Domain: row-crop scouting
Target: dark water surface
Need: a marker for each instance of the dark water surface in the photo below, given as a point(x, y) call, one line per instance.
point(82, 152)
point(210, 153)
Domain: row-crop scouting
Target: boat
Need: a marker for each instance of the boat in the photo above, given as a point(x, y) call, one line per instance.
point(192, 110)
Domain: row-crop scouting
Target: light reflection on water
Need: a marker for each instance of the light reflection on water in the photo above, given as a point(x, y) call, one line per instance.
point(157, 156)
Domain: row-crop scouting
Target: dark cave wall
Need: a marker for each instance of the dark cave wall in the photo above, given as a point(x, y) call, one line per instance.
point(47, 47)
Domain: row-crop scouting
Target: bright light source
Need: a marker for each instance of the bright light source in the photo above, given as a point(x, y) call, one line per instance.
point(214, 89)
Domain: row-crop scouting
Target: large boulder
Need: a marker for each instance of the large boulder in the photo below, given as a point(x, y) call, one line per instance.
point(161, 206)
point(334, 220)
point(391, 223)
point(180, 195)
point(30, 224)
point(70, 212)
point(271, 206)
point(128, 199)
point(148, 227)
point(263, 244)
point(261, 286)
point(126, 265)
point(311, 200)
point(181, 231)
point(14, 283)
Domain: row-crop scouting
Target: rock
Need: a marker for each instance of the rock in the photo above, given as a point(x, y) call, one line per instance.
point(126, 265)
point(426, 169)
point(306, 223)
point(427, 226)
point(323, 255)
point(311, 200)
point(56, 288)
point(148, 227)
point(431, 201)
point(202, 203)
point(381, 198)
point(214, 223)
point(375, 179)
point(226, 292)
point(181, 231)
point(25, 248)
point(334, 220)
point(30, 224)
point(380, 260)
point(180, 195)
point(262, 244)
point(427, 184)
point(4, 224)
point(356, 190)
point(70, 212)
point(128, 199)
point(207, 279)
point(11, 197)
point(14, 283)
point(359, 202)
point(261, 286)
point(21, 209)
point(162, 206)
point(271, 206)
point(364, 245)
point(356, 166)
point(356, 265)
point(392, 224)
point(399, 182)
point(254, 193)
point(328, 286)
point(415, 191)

┄┄┄┄┄┄

What the task asks: Write out every line of the records exactly.

Complete output:
Domain: row-crop scouting
Target: dark water surface
Need: a marker for each instance of the dark water surface in the photo below, given as a point(x, y) call, one line per instance.
point(82, 152)
point(210, 153)
Domain: row-crop scouting
Target: boat
Need: a marker for each instance of the boat in the photo above, given as a point(x, y) call, one line per instance.
point(192, 110)
Domain: row-crop scouting
Target: light reflection on water
Need: a marker for each instance of the light reflection on water in the photo above, given as a point(x, y) call, one line per instance.
point(157, 156)
Domain: row-crop scouting
Target: dark cave wall
Need: a marker for each instance of the dark cave wall in the photo above, given as a point(x, y) call, one line per instance.
point(47, 47)
Domain: row-crop scouting
Target: bright light source
Need: a marker for each instance of the bright light source in the photo above, given as a point(x, y) call, one line per instance.
point(214, 89)
Domain: row-crop scouting
Target: large boulder
Need: a marker for each instance of the large boulder in the photo below, given as a point(x, y) call, one line per instance.
point(161, 206)
point(334, 220)
point(391, 223)
point(180, 195)
point(30, 224)
point(70, 212)
point(271, 206)
point(128, 199)
point(148, 227)
point(263, 244)
point(261, 286)
point(126, 265)
point(311, 200)
point(181, 231)
point(14, 283)
Domain: row-crop scouting
Target: rock
Need: a marker for each instance of the rock in the photo above, given as a point(x, y) call, one line per instance.
point(126, 265)
point(426, 169)
point(306, 223)
point(427, 226)
point(323, 255)
point(311, 200)
point(56, 288)
point(148, 227)
point(431, 201)
point(202, 203)
point(381, 198)
point(214, 223)
point(375, 179)
point(226, 292)
point(181, 231)
point(25, 248)
point(334, 220)
point(30, 224)
point(380, 260)
point(180, 195)
point(262, 244)
point(427, 184)
point(4, 224)
point(356, 190)
point(70, 212)
point(128, 199)
point(207, 279)
point(11, 197)
point(14, 283)
point(359, 202)
point(261, 286)
point(21, 209)
point(162, 206)
point(271, 206)
point(364, 245)
point(356, 166)
point(356, 265)
point(392, 224)
point(399, 182)
point(254, 193)
point(328, 286)
point(415, 191)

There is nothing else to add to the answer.